Start at the line that contains "[locate] sandy beach" in the listing below and extract every line through the last, exactly; leave pictures out.

Material >>
--------

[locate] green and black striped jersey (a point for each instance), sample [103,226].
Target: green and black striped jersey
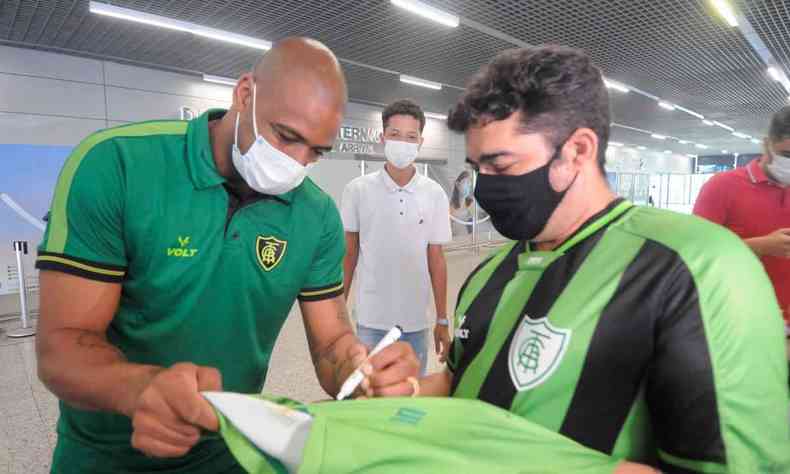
[648,335]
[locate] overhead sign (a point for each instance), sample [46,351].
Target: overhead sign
[357,140]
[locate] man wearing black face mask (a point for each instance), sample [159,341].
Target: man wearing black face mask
[623,328]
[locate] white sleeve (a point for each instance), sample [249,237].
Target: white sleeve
[349,208]
[440,223]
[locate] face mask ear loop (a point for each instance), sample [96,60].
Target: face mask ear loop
[254,122]
[236,131]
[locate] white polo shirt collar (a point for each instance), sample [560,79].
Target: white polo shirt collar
[392,186]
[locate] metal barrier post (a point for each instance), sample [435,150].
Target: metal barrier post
[475,230]
[26,330]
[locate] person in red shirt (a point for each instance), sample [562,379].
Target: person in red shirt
[754,202]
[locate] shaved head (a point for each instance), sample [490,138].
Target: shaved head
[302,62]
[299,94]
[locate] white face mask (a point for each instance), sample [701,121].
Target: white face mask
[264,168]
[779,168]
[400,154]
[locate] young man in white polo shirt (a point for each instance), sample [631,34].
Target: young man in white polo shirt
[396,222]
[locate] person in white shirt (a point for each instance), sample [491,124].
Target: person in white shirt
[396,221]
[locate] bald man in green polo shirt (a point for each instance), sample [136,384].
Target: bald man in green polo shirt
[172,257]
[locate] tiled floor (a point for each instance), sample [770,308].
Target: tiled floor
[28,412]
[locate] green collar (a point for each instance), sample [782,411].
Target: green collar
[200,157]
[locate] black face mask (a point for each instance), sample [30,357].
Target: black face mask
[519,206]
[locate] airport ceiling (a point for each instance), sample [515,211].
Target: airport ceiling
[680,51]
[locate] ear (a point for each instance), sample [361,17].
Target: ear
[242,93]
[582,148]
[767,156]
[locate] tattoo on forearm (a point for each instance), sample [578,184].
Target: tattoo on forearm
[92,341]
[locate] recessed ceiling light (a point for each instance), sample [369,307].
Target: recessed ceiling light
[178,25]
[436,116]
[726,11]
[416,81]
[725,127]
[429,12]
[219,80]
[616,86]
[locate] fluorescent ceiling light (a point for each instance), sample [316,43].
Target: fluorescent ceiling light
[725,127]
[219,80]
[616,86]
[178,25]
[420,82]
[726,11]
[690,112]
[427,11]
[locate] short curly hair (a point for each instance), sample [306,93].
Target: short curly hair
[780,125]
[403,107]
[557,90]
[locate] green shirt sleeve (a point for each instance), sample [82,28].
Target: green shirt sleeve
[717,387]
[84,234]
[325,279]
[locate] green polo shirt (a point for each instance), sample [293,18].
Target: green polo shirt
[144,206]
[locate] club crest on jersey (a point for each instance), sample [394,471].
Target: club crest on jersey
[536,351]
[270,251]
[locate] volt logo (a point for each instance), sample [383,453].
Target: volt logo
[182,250]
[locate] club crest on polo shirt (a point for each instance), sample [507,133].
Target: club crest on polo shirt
[536,351]
[270,251]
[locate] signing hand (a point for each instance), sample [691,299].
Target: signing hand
[170,411]
[388,372]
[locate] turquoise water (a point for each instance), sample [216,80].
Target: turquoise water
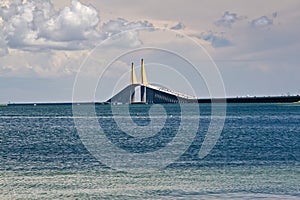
[256,157]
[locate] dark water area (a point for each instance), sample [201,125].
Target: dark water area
[44,155]
[45,137]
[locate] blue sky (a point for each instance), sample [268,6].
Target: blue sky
[44,44]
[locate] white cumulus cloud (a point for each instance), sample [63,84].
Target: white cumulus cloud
[35,25]
[227,19]
[178,26]
[216,40]
[262,21]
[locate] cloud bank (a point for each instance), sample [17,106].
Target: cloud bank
[227,19]
[35,25]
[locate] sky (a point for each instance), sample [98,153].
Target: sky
[51,48]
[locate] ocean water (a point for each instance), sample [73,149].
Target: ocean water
[44,156]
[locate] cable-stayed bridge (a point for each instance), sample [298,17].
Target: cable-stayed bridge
[149,94]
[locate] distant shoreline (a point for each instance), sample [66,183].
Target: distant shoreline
[269,99]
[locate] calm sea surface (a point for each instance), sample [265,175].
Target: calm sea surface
[257,155]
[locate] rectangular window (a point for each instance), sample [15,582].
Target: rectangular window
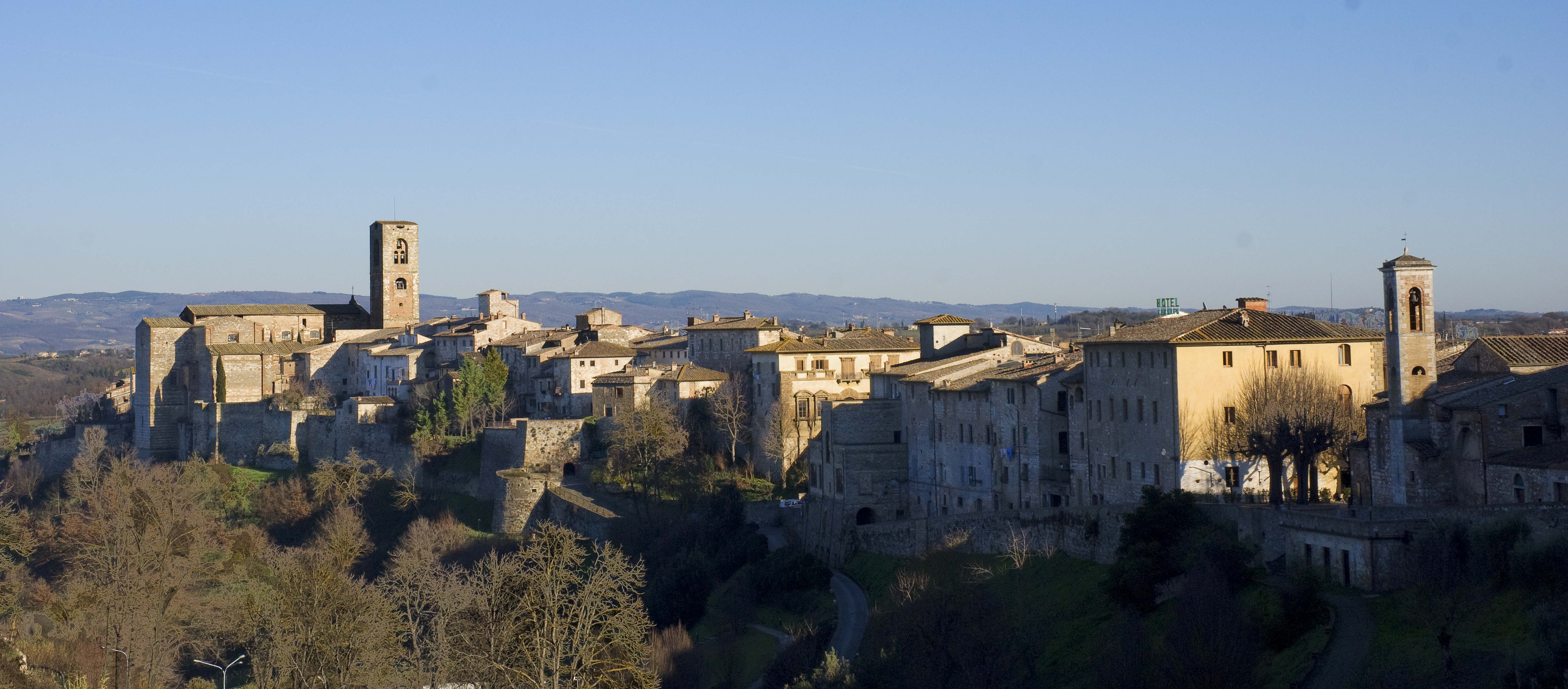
[1533,435]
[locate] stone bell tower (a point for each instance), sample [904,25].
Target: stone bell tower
[394,274]
[1410,355]
[1410,344]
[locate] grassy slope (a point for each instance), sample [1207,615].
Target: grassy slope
[1067,608]
[1489,640]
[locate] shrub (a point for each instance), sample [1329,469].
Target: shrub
[1301,608]
[281,503]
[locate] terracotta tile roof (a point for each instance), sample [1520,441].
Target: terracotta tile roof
[1500,387]
[1235,325]
[253,310]
[945,319]
[1529,349]
[227,349]
[167,324]
[860,343]
[342,310]
[736,322]
[400,352]
[659,341]
[1539,457]
[601,351]
[692,373]
[1404,261]
[380,335]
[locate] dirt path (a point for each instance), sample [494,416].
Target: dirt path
[1347,650]
[854,611]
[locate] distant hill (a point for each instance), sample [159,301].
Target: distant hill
[103,319]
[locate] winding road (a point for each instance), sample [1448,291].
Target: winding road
[1347,650]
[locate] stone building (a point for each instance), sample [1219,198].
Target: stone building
[222,354]
[722,344]
[1150,391]
[1481,429]
[394,274]
[791,379]
[622,391]
[661,349]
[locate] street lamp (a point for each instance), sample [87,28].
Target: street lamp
[117,671]
[223,668]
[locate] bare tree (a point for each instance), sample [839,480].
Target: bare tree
[731,412]
[1283,414]
[642,442]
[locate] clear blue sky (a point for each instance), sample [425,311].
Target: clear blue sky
[1076,153]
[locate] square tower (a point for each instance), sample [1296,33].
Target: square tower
[394,274]
[1410,344]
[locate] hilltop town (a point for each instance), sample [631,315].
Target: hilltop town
[1315,446]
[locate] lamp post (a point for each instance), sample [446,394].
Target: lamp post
[225,669]
[117,671]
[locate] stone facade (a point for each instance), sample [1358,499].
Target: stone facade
[394,274]
[722,343]
[1150,393]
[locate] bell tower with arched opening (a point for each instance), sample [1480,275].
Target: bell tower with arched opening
[1410,355]
[1410,344]
[394,274]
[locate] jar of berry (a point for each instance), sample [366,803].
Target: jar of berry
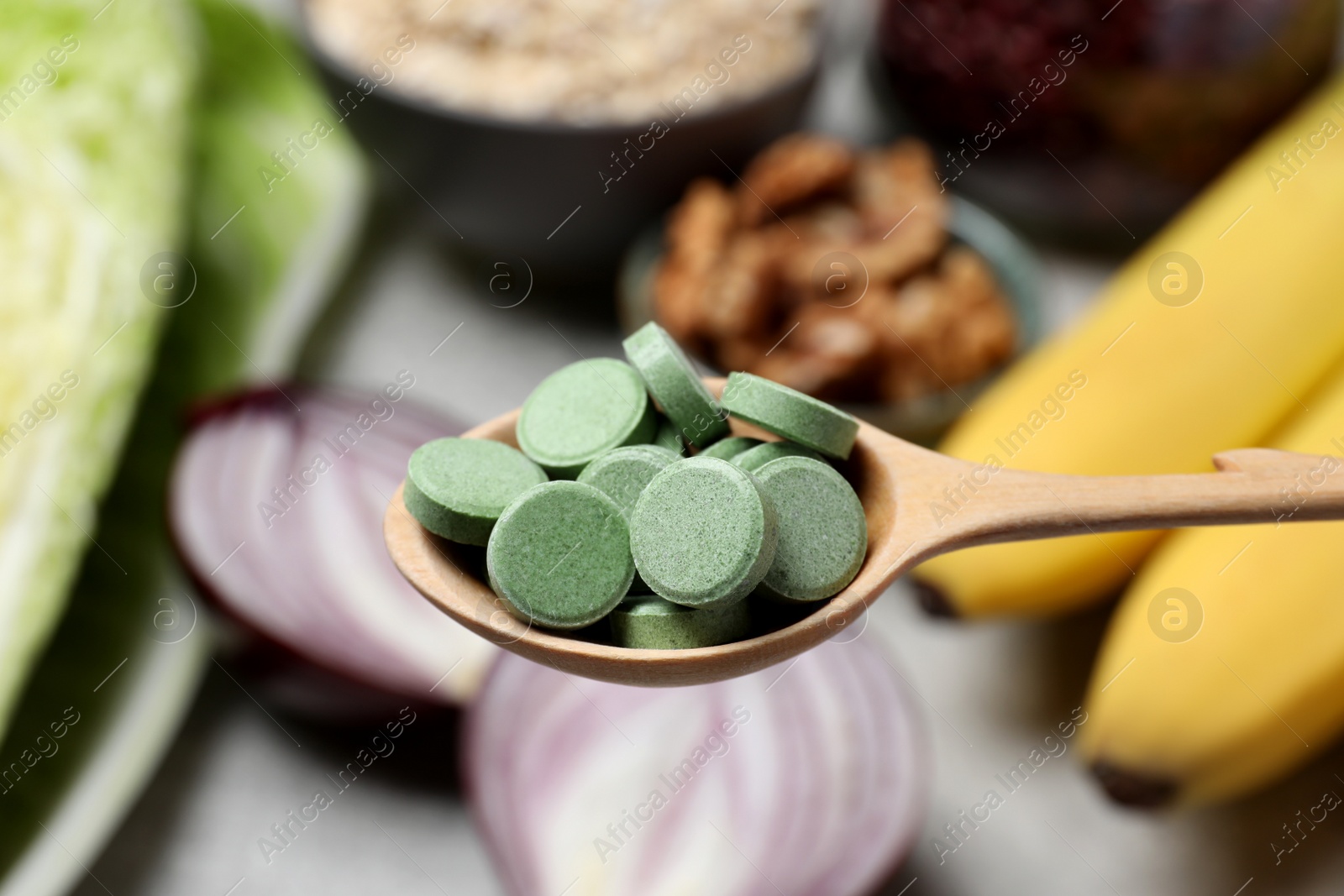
[1093,123]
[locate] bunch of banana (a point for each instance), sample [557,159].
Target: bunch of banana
[1198,345]
[1223,667]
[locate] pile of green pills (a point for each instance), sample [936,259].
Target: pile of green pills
[629,504]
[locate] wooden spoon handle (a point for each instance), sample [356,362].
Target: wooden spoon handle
[1253,485]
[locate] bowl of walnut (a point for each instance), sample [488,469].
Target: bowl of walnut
[843,273]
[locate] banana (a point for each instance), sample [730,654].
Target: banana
[1196,345]
[1223,667]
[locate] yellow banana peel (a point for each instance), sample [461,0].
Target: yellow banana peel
[1223,667]
[1200,343]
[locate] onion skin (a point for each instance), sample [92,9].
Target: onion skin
[313,575]
[819,790]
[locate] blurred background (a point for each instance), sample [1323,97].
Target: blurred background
[233,231]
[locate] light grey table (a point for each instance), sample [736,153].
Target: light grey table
[990,692]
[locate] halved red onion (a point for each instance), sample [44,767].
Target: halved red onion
[806,779]
[276,506]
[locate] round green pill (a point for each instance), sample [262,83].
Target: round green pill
[675,385]
[790,414]
[625,472]
[823,532]
[669,437]
[652,624]
[754,458]
[561,555]
[457,488]
[584,410]
[703,532]
[730,448]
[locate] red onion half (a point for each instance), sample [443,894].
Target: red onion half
[276,506]
[806,779]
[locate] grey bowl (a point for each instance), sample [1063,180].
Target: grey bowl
[927,417]
[534,190]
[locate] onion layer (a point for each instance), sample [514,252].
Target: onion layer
[806,778]
[276,506]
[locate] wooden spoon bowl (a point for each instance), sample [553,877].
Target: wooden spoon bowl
[918,504]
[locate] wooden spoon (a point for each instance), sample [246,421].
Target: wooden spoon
[900,485]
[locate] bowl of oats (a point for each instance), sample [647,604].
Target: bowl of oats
[555,130]
[843,273]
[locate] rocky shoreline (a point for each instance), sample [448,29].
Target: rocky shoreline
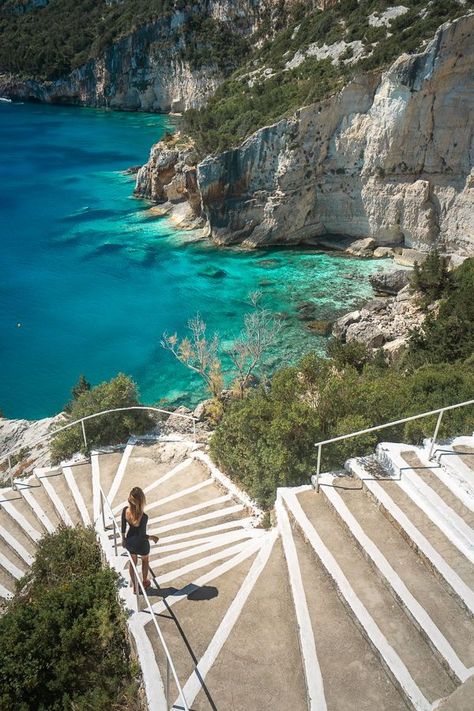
[371,162]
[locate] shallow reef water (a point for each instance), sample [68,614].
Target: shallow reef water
[90,280]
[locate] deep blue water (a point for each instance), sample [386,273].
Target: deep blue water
[94,279]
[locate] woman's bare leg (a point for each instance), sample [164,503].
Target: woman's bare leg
[145,567]
[132,572]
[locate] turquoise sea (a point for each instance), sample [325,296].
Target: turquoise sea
[91,280]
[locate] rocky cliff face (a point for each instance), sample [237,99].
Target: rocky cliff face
[147,69]
[391,157]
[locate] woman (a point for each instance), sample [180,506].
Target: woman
[137,542]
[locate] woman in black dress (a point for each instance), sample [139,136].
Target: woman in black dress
[136,540]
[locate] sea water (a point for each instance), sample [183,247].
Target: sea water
[91,279]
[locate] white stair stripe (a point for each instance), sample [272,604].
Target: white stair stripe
[154,689]
[452,468]
[198,519]
[417,613]
[195,682]
[190,509]
[121,470]
[392,661]
[158,482]
[35,507]
[312,670]
[31,532]
[55,500]
[10,567]
[249,549]
[16,546]
[238,523]
[457,585]
[179,494]
[95,487]
[448,521]
[211,544]
[201,563]
[77,496]
[195,542]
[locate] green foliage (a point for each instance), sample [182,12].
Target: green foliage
[80,387]
[267,439]
[432,278]
[354,354]
[50,42]
[262,91]
[449,334]
[113,428]
[63,635]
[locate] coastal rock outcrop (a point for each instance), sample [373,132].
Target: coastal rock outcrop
[148,69]
[382,323]
[22,436]
[389,158]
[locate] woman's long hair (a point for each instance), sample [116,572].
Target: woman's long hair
[136,504]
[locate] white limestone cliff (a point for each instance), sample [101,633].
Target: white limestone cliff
[389,157]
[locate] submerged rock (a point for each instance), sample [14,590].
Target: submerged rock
[390,282]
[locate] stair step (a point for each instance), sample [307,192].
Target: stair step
[61,497]
[399,645]
[444,559]
[76,495]
[352,675]
[108,465]
[40,503]
[83,477]
[250,659]
[148,474]
[7,584]
[447,627]
[465,510]
[189,634]
[14,537]
[21,517]
[435,508]
[229,513]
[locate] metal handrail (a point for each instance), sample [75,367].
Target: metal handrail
[82,420]
[440,412]
[169,661]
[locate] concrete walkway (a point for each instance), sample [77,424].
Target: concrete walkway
[359,598]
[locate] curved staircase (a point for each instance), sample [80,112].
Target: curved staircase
[360,597]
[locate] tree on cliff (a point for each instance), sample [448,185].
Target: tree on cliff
[202,355]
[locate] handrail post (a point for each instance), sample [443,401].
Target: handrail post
[84,434]
[115,538]
[137,584]
[10,473]
[102,509]
[318,467]
[435,435]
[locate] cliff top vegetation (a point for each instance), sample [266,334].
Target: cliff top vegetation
[316,54]
[48,40]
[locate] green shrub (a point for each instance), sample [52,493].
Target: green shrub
[63,635]
[432,278]
[267,440]
[449,334]
[113,428]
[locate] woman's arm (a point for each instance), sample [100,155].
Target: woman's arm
[124,525]
[143,524]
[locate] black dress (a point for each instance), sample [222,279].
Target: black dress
[136,540]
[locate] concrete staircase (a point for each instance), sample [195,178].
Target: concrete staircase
[360,597]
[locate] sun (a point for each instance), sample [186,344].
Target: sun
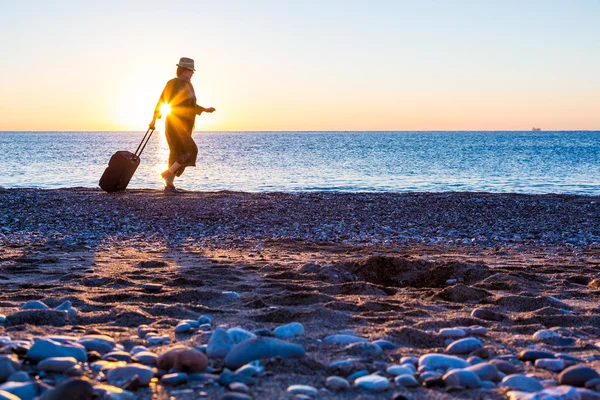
[165,109]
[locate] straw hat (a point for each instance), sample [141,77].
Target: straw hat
[185,62]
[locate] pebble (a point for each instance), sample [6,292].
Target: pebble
[174,379]
[485,371]
[550,364]
[442,361]
[152,287]
[487,315]
[23,390]
[205,319]
[34,305]
[464,346]
[375,383]
[522,383]
[4,395]
[289,330]
[118,356]
[183,327]
[261,347]
[452,333]
[302,389]
[385,344]
[238,334]
[72,388]
[45,348]
[57,364]
[399,370]
[120,375]
[555,393]
[239,387]
[182,358]
[365,349]
[577,375]
[532,355]
[344,339]
[219,344]
[100,343]
[462,378]
[406,380]
[337,383]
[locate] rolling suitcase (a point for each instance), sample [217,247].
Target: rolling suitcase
[122,166]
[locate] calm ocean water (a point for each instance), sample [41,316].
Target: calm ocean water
[518,162]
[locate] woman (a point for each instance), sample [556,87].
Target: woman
[180,96]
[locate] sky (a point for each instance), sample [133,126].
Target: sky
[304,65]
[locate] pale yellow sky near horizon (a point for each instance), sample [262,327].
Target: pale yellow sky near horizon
[311,65]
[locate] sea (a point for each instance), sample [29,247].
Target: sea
[535,162]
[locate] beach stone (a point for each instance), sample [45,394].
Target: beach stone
[485,371]
[45,348]
[23,390]
[146,357]
[487,314]
[544,334]
[236,396]
[555,393]
[183,327]
[7,367]
[261,347]
[182,358]
[406,380]
[358,374]
[19,376]
[462,378]
[374,383]
[365,349]
[205,319]
[152,287]
[219,344]
[72,388]
[34,305]
[109,392]
[442,361]
[174,379]
[302,389]
[385,344]
[399,370]
[4,395]
[550,364]
[57,364]
[238,334]
[504,366]
[289,330]
[337,383]
[464,346]
[120,375]
[409,360]
[118,356]
[344,339]
[239,387]
[532,355]
[451,333]
[577,375]
[100,343]
[522,383]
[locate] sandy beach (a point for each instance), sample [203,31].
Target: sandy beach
[512,272]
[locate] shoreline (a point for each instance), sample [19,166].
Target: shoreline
[394,267]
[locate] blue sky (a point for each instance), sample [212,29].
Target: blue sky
[294,65]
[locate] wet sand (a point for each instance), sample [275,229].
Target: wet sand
[397,267]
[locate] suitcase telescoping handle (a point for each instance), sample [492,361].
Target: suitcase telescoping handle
[143,143]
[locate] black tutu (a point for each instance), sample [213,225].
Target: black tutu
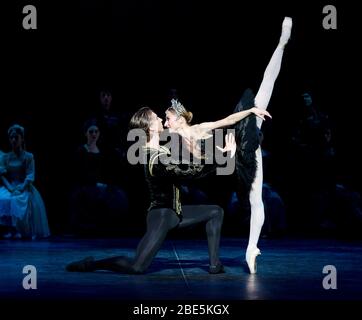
[247,136]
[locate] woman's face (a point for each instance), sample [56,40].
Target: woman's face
[92,134]
[172,120]
[156,123]
[16,140]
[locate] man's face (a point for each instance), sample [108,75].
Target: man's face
[172,121]
[307,99]
[92,134]
[15,139]
[156,123]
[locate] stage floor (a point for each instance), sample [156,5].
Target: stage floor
[288,269]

--------

Output for this task >>
[locate] sandy beach (a point for each instance), sample [203,31].
Target: sandy beach
[512,272]
[locate] shoreline (a point for each instance), sample [19,166].
Target: shoreline
[394,267]
[locate] blue sky (a point for each instance), sample [212,29].
Target: blue sky
[294,65]
[locate] wet sand (a point for each instance), sample [275,229].
Target: wet sand
[397,267]
[locate] suitcase telescoping handle (a point for each instance), sample [492,361].
Target: suitcase telescoping handle
[143,143]
[locate] black tutu (a point for each instance), sample [213,225].
Target: black tutu
[247,136]
[locate] woman's face (a point for each instance), sample [56,40].
Target: woman's face
[92,134]
[172,120]
[156,123]
[16,140]
[locate] man's face (a point for each instance), sample [108,75].
Target: man's face
[172,121]
[307,99]
[92,134]
[15,139]
[156,123]
[locate] stage floor (a point for each instance), sample [156,5].
Target: stage floor
[288,269]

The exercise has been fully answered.